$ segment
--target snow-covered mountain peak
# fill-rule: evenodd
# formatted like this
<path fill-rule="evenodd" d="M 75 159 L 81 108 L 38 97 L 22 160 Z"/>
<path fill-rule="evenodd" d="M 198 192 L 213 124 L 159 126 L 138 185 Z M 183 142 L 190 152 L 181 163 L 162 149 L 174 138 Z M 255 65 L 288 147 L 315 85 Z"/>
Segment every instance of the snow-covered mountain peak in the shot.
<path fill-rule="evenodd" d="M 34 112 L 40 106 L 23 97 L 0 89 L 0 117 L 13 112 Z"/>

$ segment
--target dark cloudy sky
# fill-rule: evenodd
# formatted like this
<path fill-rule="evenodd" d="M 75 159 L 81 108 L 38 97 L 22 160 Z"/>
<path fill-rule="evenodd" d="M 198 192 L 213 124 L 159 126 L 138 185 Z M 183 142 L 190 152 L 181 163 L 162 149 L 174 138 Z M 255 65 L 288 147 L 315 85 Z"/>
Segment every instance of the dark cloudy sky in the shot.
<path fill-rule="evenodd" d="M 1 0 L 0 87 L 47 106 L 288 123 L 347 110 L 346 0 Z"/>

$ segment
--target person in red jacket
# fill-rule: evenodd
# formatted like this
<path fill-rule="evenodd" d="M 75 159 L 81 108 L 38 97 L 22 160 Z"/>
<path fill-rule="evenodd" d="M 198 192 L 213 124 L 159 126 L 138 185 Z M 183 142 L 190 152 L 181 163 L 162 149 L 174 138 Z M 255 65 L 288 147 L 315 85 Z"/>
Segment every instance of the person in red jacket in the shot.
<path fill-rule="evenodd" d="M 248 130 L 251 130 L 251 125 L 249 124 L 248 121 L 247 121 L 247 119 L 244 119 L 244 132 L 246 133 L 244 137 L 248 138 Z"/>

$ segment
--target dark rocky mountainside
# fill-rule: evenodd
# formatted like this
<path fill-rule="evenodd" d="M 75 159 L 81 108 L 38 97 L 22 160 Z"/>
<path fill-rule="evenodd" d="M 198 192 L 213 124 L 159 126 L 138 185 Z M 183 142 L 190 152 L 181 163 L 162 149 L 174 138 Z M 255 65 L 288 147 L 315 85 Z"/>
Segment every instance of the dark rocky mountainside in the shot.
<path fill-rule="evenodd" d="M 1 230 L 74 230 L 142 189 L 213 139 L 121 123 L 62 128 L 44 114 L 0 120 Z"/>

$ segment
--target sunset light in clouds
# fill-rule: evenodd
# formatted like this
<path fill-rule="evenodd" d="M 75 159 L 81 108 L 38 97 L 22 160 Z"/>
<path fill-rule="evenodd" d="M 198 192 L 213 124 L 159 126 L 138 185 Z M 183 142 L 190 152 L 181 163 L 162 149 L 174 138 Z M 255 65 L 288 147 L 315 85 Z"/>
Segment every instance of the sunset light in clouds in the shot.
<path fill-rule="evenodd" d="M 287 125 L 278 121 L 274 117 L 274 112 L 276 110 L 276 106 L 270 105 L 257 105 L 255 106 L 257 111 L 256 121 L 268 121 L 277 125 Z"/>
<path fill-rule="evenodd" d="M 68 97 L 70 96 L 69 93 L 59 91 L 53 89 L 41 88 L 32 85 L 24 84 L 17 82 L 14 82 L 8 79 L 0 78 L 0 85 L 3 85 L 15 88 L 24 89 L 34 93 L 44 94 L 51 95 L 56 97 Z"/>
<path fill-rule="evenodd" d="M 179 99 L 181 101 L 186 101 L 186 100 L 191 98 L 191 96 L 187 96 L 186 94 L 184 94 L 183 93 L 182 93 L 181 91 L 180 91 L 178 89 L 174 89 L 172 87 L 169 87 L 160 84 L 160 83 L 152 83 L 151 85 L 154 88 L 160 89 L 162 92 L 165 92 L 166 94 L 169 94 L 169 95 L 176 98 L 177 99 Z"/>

TASK REQUIREMENTS:
Pick out every line in the items above that contains the word "peak".

TASK ANSWER:
--target snow-covered mountain peak
Segment every instance of the snow-covered mountain peak in the shot.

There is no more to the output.